- [Passage provided]
________________________
British Airways is to open a new maintenance hangar at Gatwick airport as it scrambles to reduce delays to its European summer holiday flights.

The £88m hangar, bought from Boeing, will allow BA to carry out repairs at the airport rather than sending planes to facilities scattered around the UK, as it has done in the past.

The move to speed up repairs comes after BA was rated the second-worst performer in Europe for cancelled flights last year, with more than 7,000 services lost, according to a survey by Cirium.

Disruption has been caused by an aircraft availability crisis, triggered by the grounding of Boeing 787s for unscheduled repairs to their Rolls-Royce engines.

While the Gatwick hangar will not service the 787s, it will provide much-needed additional capacity. The large 787s can monopolise maintenance capacity at BA’s existing facilities, impacting repairs to other jets.

Sean Doyle, the airline’s chief executive, said the new hangar should “improve summer utilisation” of the 26 Airbus short-haul jets that serve Mediterranean destinations for BA from Gatwick.

Mr Doyle said the new site will provide “an immediate cost saving” by diminishing the need to fly Gatwick-based planes to other locations for maintenance, repair and overhaul (MRO).

He said: “The ability to do more on-site maintenance is very attractive. What we’ve found in the last few years is having more resilience on our MRO and maintenance functions is a real strategic advantage.

“It also gives us the capacity to do more winter maintenance across our short-haul programmes.”

The deal with Boeing will result in BA taking over the site and its workforce of more than 100 technicians, creating a subsidiary to be called British Airways Engineering Gatwick.

Boeing opened the Gatwick hangar at a cost of £88m in 2019, planning to provide maintenance to a fleet of 787 jets with which Norwegian Air aimed to challenge BA by offering cheap North Atlantic flights.

However, Covid-19 rendered the site a white elephant as airlines ceased flying. Boeing repurposed it for converting older 737 passenger jets into cargo planes to meet burgeoning demand following the pandemic. With the normalisation of trade flows, demand for freighter conversions has now faded.

While BA already has a maintenance operation at Gatwick, it lacks the space and expertise to undertake so-called heavy maintenance work. BA currently has heavy engineering facilities at Cardiff and Glasgow airports, together with a more limited operation at Heathrow.

The Gatwick purchase is expected to be completed in the next few months, in time to start supporting the BA Airbus A320-family fleet by the summer.
________________________
- [Source information]
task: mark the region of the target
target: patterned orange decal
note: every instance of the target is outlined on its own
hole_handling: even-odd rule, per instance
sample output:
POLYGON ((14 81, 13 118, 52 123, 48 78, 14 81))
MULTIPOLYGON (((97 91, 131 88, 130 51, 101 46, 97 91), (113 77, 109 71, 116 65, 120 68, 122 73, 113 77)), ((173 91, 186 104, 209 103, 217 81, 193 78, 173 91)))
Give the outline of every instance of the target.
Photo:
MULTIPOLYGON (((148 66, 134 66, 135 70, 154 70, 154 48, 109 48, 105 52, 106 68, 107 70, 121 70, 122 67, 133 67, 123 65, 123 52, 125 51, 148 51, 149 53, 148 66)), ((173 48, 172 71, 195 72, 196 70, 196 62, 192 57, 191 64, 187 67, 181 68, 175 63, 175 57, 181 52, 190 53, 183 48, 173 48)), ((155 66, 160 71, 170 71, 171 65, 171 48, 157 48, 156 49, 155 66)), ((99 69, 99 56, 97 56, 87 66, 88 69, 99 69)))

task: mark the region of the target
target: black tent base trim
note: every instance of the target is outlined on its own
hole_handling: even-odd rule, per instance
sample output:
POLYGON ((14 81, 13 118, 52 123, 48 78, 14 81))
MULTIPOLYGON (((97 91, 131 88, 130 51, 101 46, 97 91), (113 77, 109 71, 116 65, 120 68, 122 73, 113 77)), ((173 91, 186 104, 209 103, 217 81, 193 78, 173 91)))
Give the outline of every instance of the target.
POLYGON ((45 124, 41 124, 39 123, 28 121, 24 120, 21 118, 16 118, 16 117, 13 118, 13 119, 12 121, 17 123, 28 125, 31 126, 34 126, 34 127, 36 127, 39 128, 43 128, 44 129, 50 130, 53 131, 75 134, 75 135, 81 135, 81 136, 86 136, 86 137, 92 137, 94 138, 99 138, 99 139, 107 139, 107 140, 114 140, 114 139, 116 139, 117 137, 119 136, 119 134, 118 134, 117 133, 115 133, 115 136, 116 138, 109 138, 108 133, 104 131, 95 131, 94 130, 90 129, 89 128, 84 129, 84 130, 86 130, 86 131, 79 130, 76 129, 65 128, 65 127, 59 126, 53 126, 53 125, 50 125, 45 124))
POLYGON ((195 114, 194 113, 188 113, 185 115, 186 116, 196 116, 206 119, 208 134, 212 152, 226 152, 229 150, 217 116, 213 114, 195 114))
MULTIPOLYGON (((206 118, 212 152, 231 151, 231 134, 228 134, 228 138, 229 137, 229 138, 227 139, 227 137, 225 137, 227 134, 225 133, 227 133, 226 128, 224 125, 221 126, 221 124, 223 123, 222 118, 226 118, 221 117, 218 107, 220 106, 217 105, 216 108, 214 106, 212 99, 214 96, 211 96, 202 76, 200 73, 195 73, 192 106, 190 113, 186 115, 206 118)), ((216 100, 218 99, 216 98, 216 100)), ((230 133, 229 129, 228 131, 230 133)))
________________________
- [Task to carry out] Could you copy the section of the article on British Airways' new Gatwick hangar starting at "Mr Doyle said" and ending at "real strategic advantage.", switching "very attractive" to "highly appealing"?

- [Exercise result]
Mr Doyle said the new site will provide “an immediate cost saving” by diminishing the need to fly Gatwick-based planes to other locations for maintenance, repair and overhaul (MRO).

He said: “The ability to do more on-site maintenance is highly appealing. What we’ve found in the last few years is having more resilience on our MRO and maintenance functions is a real strategic advantage.